═══ INFORMATION

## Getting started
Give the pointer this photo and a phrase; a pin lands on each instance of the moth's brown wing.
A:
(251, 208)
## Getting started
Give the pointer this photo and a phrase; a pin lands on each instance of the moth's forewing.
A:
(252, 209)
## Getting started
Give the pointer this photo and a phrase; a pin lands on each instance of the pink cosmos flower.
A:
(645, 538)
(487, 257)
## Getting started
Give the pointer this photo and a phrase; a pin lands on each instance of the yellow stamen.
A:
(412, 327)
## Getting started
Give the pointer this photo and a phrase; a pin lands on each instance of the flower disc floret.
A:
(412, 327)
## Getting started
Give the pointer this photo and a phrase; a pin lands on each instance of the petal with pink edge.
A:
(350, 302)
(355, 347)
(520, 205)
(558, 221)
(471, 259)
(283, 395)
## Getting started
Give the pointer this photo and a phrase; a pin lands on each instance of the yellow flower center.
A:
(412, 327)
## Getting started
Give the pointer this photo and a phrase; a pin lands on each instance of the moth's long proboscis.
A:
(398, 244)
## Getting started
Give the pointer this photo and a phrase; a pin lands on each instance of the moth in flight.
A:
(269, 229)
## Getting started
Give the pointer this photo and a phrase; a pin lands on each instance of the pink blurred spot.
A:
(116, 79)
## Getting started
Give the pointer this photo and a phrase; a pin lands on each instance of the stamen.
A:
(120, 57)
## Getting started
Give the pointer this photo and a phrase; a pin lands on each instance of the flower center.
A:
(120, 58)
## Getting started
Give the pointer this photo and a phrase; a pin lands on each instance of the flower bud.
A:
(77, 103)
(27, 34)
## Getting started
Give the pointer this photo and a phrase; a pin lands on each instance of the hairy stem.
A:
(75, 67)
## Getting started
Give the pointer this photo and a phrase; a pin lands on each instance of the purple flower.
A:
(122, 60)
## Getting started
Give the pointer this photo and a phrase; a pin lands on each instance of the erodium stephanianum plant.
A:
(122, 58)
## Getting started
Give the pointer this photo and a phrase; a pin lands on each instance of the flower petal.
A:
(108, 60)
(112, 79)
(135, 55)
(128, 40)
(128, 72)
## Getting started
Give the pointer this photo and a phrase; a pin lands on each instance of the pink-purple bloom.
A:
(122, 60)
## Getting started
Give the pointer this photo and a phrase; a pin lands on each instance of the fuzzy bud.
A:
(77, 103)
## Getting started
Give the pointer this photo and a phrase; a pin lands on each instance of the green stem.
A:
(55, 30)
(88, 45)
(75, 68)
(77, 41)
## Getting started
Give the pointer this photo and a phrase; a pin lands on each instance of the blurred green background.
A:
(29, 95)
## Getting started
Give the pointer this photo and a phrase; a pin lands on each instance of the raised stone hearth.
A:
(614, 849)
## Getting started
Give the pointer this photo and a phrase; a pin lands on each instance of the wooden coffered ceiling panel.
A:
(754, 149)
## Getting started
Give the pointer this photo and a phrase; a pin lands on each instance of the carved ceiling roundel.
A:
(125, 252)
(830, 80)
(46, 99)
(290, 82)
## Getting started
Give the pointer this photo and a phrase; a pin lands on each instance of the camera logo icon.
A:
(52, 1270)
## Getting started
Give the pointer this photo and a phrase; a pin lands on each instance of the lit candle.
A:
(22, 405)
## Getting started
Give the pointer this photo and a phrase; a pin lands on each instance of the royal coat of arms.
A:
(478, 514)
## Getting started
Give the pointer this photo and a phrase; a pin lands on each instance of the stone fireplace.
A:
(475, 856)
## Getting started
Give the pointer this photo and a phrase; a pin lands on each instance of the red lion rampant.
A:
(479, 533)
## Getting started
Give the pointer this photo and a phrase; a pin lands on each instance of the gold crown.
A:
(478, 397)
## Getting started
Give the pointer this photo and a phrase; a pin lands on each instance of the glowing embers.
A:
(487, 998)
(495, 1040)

══════
═══ INFORMATION

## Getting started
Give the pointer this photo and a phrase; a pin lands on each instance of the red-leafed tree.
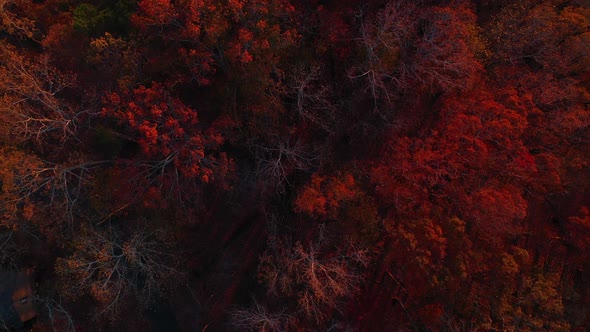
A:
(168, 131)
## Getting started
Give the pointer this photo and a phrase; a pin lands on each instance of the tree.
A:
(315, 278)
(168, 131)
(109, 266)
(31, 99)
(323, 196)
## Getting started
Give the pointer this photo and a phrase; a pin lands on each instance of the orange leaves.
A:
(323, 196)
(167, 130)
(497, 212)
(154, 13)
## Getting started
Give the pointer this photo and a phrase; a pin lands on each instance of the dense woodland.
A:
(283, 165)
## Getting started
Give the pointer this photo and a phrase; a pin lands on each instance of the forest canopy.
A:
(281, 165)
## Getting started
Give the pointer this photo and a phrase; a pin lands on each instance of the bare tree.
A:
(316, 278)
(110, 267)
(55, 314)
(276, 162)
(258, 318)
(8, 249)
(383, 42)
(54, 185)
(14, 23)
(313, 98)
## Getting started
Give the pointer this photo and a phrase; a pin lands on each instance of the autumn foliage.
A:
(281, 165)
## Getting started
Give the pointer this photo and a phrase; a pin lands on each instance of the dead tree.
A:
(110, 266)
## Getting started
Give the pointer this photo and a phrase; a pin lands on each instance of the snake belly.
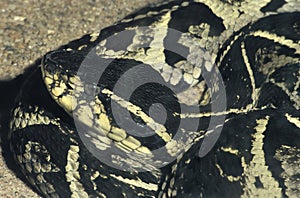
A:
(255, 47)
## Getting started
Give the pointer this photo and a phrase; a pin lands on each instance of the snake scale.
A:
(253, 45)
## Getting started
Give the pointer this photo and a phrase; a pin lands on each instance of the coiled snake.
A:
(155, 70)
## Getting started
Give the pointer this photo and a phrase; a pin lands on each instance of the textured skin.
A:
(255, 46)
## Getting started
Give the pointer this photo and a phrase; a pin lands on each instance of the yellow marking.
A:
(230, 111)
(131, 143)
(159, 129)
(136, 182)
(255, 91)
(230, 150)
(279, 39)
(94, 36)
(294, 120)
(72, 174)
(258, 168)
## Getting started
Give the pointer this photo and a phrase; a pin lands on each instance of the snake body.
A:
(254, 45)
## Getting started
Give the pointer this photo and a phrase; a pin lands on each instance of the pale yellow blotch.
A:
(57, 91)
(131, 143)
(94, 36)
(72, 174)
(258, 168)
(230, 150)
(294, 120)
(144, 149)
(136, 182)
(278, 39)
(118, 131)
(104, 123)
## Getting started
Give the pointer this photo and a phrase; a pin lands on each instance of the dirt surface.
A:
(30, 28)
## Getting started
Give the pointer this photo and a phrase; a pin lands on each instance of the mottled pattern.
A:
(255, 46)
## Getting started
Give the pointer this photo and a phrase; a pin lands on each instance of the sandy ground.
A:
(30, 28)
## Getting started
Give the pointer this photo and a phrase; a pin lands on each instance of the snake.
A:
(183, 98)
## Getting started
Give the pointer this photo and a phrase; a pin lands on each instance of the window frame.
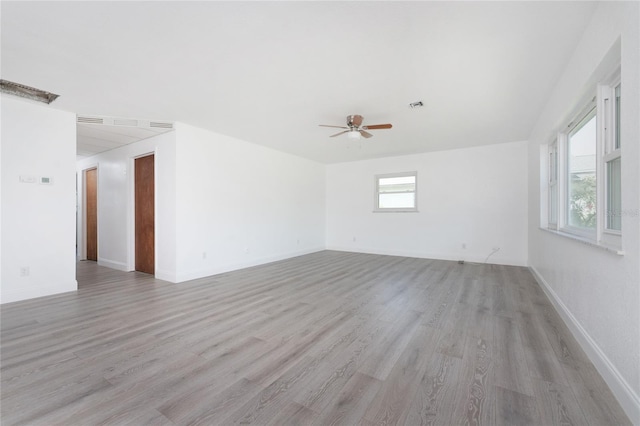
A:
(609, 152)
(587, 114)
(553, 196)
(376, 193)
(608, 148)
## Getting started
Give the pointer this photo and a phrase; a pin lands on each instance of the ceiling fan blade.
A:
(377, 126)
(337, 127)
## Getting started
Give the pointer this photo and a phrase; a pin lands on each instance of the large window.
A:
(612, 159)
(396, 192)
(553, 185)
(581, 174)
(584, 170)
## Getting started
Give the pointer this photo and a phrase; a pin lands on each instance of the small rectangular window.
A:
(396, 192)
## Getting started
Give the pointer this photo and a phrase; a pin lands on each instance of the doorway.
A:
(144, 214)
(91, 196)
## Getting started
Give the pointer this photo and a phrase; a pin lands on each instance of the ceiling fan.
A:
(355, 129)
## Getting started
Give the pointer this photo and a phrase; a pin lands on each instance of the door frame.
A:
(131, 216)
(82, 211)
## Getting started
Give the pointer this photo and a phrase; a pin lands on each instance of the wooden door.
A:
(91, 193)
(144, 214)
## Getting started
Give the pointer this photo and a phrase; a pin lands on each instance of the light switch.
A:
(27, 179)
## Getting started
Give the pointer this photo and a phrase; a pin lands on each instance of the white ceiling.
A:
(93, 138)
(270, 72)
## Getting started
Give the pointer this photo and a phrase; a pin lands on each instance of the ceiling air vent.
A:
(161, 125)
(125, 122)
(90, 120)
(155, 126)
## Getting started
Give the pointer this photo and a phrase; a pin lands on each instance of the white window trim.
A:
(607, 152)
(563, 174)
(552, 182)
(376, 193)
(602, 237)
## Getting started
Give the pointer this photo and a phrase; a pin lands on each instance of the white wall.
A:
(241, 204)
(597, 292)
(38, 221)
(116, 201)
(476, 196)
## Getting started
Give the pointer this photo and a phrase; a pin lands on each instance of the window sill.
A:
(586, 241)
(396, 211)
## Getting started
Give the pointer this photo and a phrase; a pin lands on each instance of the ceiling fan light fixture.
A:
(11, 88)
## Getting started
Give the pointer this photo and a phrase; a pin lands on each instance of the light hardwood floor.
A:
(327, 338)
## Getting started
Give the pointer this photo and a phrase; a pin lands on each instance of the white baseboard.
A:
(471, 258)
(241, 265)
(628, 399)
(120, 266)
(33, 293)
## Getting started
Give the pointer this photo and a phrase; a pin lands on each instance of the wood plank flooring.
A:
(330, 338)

══════

**WHAT TO DO:** Every line that holds the word "yellow" should be copied from the listing.

**YOUR RESPONSE:**
Give the pointer this photo and a phrase; a pin lands on each instance of the yellow stamen.
Give the pointer this photo and a phrase; a pin lands on each instance of the yellow flower center.
Give the pointer this photo and a phrase; a pin lands on each instance of the yellow marking.
Give the pointer this photo and a phrase; a pin lands on each instance of the pale yellow blotch.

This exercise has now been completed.